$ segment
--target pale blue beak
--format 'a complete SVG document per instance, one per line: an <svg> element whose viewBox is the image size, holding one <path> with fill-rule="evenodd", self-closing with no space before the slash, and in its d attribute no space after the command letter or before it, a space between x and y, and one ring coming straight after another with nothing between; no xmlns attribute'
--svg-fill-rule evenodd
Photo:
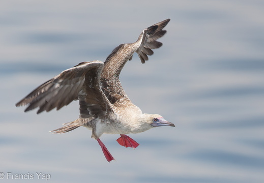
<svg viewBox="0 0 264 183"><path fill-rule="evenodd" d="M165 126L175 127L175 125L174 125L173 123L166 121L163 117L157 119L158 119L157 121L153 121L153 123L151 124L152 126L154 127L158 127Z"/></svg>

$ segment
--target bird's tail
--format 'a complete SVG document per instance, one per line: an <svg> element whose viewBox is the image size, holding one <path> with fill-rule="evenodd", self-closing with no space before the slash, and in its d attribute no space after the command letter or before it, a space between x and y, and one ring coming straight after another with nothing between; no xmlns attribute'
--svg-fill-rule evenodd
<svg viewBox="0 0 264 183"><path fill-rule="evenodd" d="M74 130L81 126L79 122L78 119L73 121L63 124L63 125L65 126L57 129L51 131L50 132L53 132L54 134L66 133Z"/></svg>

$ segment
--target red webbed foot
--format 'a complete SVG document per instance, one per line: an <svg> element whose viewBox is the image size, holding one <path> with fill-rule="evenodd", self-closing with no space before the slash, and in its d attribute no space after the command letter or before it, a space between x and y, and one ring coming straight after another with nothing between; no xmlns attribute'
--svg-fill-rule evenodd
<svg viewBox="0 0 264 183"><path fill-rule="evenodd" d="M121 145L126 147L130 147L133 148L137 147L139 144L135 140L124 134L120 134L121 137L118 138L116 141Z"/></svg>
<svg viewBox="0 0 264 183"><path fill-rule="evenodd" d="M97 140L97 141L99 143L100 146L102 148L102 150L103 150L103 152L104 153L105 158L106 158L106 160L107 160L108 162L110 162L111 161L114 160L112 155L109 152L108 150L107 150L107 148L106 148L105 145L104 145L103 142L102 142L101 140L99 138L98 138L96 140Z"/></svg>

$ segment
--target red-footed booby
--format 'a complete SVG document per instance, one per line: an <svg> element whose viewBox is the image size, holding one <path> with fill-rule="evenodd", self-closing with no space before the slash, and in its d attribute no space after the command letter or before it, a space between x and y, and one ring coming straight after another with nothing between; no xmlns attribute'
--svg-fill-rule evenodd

———

Written instruction: Your task is to return the entries above exactly, with no pictures.

Answer below:
$ segment
--target pale blue beak
--format 'a complete SVG document per instance, one per line: an <svg> element whose viewBox is the image size, holding one <path> with fill-rule="evenodd", self-closing with no space before the slash, and in its d attribute no space after the command letter or before it, a space between x and y, and one ring coming straight after another with nothing between; no xmlns attribute'
--svg-fill-rule evenodd
Photo:
<svg viewBox="0 0 264 183"><path fill-rule="evenodd" d="M165 126L175 127L175 125L174 125L173 123L166 121L163 117L157 119L158 119L157 121L153 121L153 123L151 124L152 126L154 127L158 127Z"/></svg>

$ segment
--target bird's tail
--format 'a complete SVG document per instance, one per line: an <svg> element whose viewBox is the image size, holding one <path> with fill-rule="evenodd", self-closing with no space before the slash, and in its d attribute no space after the command letter or before it, a space between x and y, and one ring coming straight after another with nothing between; no xmlns attribute'
--svg-fill-rule evenodd
<svg viewBox="0 0 264 183"><path fill-rule="evenodd" d="M74 130L81 126L79 122L78 119L73 121L63 124L63 125L65 126L57 129L51 131L50 132L53 132L54 134L66 133Z"/></svg>

$ segment
--target red webbed foot
--format 'a complete SVG document per instance, one per line: an <svg> element whose viewBox is the image size, holding one <path> with fill-rule="evenodd", self-closing with no space before the slash, and in its d attribute no space after the command letter or before it, a space between x and y, and one ring coming straight after another with nothing between; no xmlns attribute'
--svg-fill-rule evenodd
<svg viewBox="0 0 264 183"><path fill-rule="evenodd" d="M121 145L126 147L130 147L133 148L137 147L139 144L135 140L124 134L120 134L121 137L118 138L116 141Z"/></svg>
<svg viewBox="0 0 264 183"><path fill-rule="evenodd" d="M97 140L97 141L99 143L100 146L102 148L102 150L103 150L103 152L104 153L105 158L106 158L106 160L107 160L108 162L110 162L111 161L114 160L112 155L109 152L108 150L107 150L107 148L106 148L105 145L104 145L103 142L102 142L101 140L99 138L98 138L96 140Z"/></svg>

$ segment
--target red-footed booby
--format 'a complete SVG document per instance, one per line: an <svg> element whose viewBox is the image size, holding one <path> with fill-rule="evenodd", self-closing with no space before the slash, and in its d attribute no space after the command letter or before it, a space between x and y, and one ring coming straight after another with nothing between; no xmlns attribute'
--svg-fill-rule evenodd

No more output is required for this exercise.